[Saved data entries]
··········

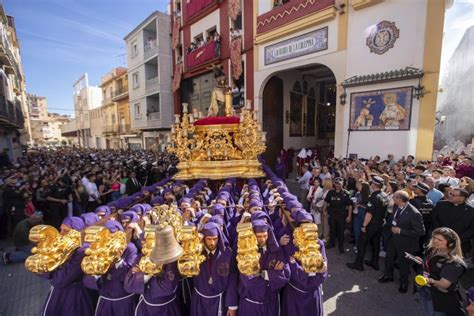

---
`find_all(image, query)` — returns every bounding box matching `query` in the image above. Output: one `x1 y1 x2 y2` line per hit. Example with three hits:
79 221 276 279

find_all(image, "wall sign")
366 21 400 55
265 27 328 65
350 87 413 131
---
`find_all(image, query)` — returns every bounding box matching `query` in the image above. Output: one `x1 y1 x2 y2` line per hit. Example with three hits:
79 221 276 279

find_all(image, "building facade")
253 0 450 160
171 0 255 115
101 67 132 149
125 12 174 149
0 4 26 160
73 73 103 148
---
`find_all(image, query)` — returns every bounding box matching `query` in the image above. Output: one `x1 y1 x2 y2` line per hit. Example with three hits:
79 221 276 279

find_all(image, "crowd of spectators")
0 148 177 238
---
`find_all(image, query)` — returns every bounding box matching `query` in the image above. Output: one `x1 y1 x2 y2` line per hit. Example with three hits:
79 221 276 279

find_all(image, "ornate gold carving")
236 223 260 275
138 224 163 275
293 223 324 273
177 225 206 277
25 225 82 273
81 226 127 275
168 102 266 180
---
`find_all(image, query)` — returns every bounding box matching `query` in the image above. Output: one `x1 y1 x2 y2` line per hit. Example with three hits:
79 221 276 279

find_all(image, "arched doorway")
262 76 284 167
261 64 337 167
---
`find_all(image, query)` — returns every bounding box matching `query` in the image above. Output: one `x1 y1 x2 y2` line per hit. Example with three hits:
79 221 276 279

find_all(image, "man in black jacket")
347 176 388 271
433 188 474 254
410 182 433 251
125 171 141 196
379 191 425 293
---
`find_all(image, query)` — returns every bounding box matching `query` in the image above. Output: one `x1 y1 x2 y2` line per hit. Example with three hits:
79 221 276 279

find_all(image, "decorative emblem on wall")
366 20 400 55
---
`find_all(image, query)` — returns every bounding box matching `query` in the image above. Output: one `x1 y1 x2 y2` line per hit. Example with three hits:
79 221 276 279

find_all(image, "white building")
254 0 452 163
73 73 102 148
125 12 174 149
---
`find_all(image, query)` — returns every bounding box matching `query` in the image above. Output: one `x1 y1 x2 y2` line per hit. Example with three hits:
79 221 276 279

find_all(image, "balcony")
0 93 25 129
184 0 219 22
145 76 160 94
257 0 335 34
119 124 131 135
102 97 114 105
104 124 119 135
143 39 158 60
112 86 128 102
0 26 17 68
186 41 220 69
147 112 161 121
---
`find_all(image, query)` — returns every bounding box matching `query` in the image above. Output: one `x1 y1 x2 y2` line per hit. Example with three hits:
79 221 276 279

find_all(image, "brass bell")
150 225 183 264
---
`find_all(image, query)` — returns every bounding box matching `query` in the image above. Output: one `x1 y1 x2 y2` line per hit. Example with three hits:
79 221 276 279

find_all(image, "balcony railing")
184 0 217 20
119 124 130 134
257 0 335 34
186 41 220 68
147 112 161 121
102 97 113 105
145 76 160 94
143 39 158 59
104 124 119 134
0 93 25 129
112 86 128 101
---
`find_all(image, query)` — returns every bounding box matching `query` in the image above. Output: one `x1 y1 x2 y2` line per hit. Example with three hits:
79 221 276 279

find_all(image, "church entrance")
261 64 337 167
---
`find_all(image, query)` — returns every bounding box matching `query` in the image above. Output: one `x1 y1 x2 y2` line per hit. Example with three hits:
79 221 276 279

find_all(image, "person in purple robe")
81 212 100 228
39 217 94 316
124 254 182 316
191 223 239 316
120 210 143 252
83 220 137 316
238 220 290 316
275 157 288 179
280 210 328 316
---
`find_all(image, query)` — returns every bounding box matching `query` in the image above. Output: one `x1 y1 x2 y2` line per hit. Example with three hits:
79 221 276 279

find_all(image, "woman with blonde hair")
417 227 466 316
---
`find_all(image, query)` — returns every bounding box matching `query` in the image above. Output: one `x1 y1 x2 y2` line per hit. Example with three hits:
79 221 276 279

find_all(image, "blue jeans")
354 207 365 242
9 245 34 263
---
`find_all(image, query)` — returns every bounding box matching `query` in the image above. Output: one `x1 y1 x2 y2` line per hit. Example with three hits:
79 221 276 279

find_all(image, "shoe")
2 252 10 265
378 274 393 283
398 283 408 293
346 262 364 271
364 260 379 271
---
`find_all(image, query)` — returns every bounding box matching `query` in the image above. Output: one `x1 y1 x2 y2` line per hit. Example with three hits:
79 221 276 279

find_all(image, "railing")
119 124 130 134
186 41 220 68
0 26 18 66
184 0 217 20
112 86 128 101
147 112 161 121
143 39 158 59
257 0 335 34
0 94 8 117
102 98 113 105
105 124 119 134
145 76 159 93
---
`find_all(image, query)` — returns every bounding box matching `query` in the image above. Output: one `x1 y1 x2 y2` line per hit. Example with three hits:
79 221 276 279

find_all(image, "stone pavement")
0 240 49 316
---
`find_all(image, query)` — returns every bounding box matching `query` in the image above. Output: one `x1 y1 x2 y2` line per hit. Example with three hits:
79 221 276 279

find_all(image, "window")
133 103 142 119
130 40 138 58
132 71 140 89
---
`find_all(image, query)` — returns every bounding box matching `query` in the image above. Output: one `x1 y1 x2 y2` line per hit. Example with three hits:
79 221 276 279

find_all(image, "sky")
440 0 474 79
2 0 169 115
0 0 474 114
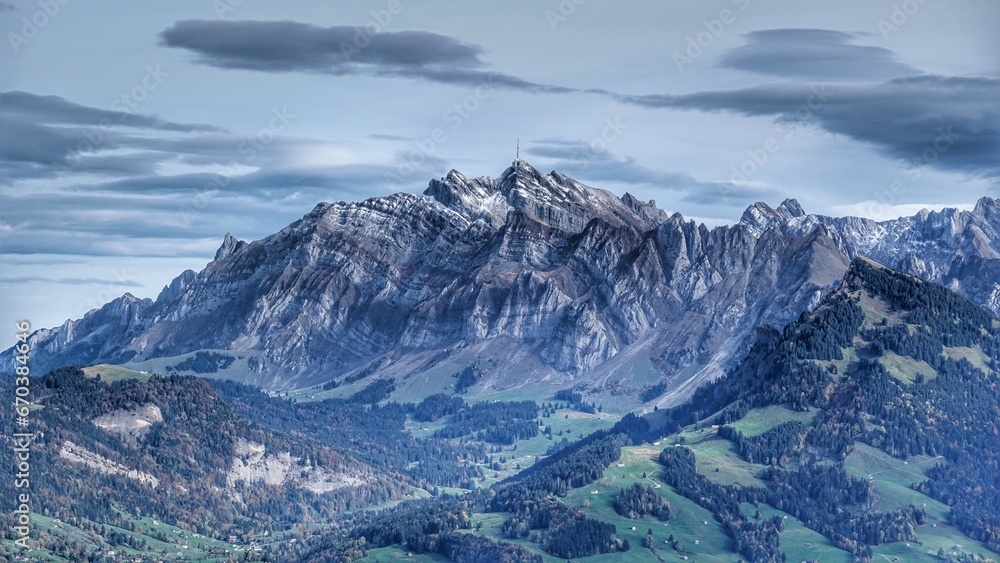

··········

What you should do
Collect every line from the entries above that contains the string "balcony", and copy each one.

Completed exercise
find_all(image, "balcony")
find_all(image, "balcony railing")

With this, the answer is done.